Given records:
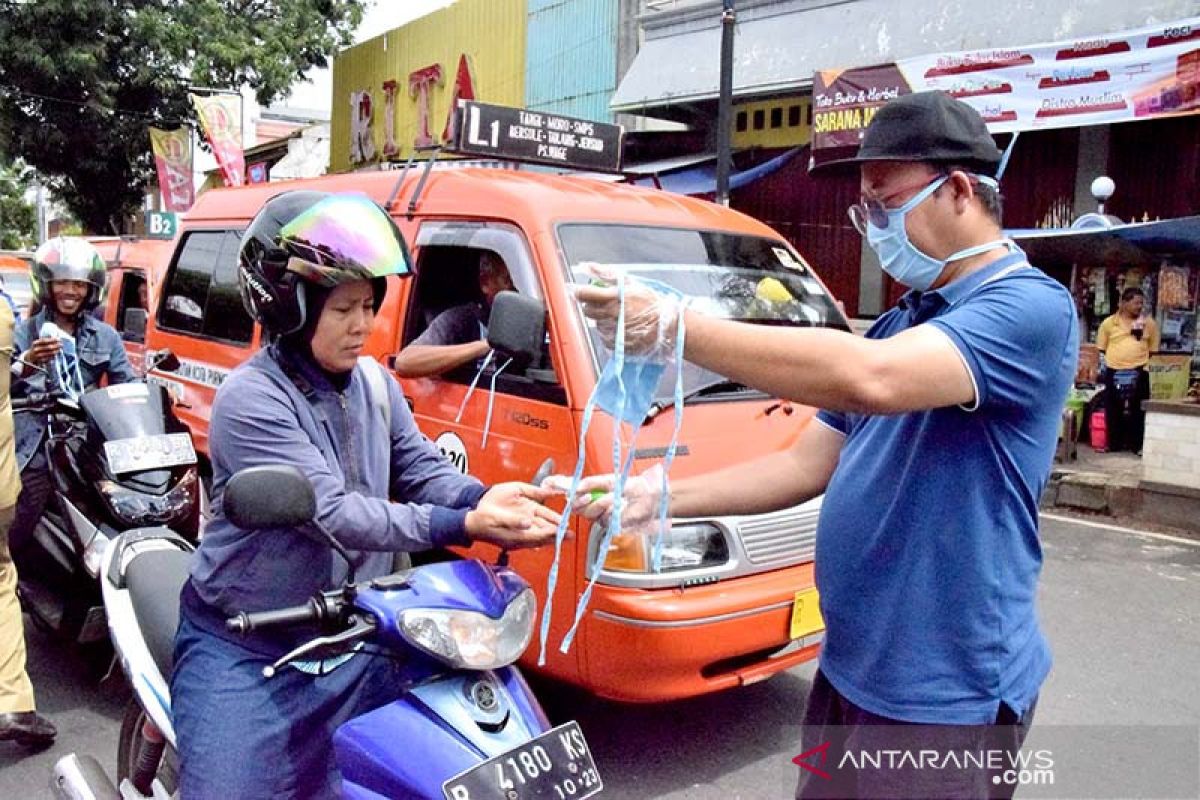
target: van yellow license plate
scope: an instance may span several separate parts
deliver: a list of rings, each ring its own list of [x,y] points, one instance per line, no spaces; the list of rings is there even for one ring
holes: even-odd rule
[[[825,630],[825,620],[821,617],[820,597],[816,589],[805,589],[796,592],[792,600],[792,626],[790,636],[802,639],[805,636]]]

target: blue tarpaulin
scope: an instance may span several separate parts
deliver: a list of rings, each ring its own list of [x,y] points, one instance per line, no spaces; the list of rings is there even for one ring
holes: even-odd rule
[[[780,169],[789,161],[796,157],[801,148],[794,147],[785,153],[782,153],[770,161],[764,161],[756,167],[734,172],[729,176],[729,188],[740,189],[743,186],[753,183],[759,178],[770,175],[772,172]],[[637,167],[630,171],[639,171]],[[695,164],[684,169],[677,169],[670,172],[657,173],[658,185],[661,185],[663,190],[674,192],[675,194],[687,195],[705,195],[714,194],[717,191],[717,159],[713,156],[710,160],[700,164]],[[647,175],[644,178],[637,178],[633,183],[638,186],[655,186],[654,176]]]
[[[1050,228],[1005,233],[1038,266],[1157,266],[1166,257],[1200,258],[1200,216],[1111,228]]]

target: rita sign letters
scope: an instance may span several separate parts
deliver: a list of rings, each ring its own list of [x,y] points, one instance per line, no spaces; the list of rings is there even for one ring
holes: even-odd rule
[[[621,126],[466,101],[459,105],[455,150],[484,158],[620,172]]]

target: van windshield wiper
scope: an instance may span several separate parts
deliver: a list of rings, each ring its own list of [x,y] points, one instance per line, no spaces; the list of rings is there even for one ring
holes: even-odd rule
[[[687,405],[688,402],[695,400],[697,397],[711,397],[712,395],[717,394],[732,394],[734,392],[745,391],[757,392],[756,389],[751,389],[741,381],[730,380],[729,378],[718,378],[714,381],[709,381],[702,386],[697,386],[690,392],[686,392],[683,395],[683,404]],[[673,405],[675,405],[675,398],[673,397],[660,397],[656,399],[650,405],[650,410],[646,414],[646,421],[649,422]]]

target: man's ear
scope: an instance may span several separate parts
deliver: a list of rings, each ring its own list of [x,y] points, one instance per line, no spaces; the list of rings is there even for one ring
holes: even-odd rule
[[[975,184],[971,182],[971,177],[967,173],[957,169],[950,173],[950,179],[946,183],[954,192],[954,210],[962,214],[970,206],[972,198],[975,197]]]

Goal of the exercise:
The reply must hold each line of the records verbatim and no pictures.

Task answer:
target: van yellow license plate
scope: an instance may span several separate parts
deliver: a list of rings, each ring its own list of [x,y] points, one instance per line, no spaces; the list of rings is there even for one ring
holes: even-odd rule
[[[825,630],[825,620],[821,617],[820,597],[816,589],[805,589],[796,592],[792,600],[792,626],[790,636],[802,639],[805,636]]]

target: blue tarpaulin
scope: an instance may span several separate parts
deliver: a list of rings, each ring its own list of [x,y] points, one instance per line, no spaces; the list of rings is there even for one ring
holes: even-odd rule
[[[780,169],[789,161],[796,157],[801,148],[794,147],[785,153],[782,153],[770,161],[764,161],[756,167],[734,172],[729,176],[729,188],[740,189],[743,186],[753,183],[759,178],[770,175],[772,172]],[[637,167],[630,171],[639,171]],[[695,164],[684,169],[677,169],[670,172],[657,173],[658,185],[661,185],[663,190],[674,192],[675,194],[687,195],[705,195],[714,194],[717,191],[717,159],[713,156],[710,160],[700,164]],[[647,175],[644,178],[637,178],[633,183],[638,186],[655,186],[654,176]]]
[[[1050,228],[1005,233],[1038,266],[1157,266],[1166,257],[1200,258],[1200,216],[1111,228]]]

target: rita sign letters
scope: an instance may span several separate parts
deliver: a list of rings, each ring its own list of [x,y] points, one instance per line, no spaces; the list of rings is there even for one ring
holes: even-odd rule
[[[621,126],[466,101],[459,105],[455,150],[484,158],[620,172]]]

target: van windshield wiper
scope: an instance may span several separate parts
deliver: a list of rings, each ring its own list of [x,y] points, one instance per line, no spaces; the list of rings is there even for one ring
holes: even-odd rule
[[[687,405],[688,402],[695,400],[697,397],[711,397],[712,395],[717,394],[732,394],[734,392],[745,391],[757,392],[756,389],[751,389],[741,381],[730,380],[729,378],[718,378],[714,381],[709,381],[702,386],[697,386],[690,392],[686,392],[683,395],[683,404]],[[673,405],[675,405],[675,398],[673,397],[660,397],[656,399],[650,405],[650,410],[646,414],[646,421],[649,422]]]

target: man's ear
scope: an instance may span several separate parts
deliver: a list of rings, each ring its own list of [x,y] points, one instance per line, no spaces; the list of rings is there even for one ring
holes: even-odd rule
[[[975,184],[971,182],[971,177],[967,173],[957,169],[950,173],[950,179],[946,183],[954,192],[954,210],[962,214],[970,206],[972,198],[975,197]]]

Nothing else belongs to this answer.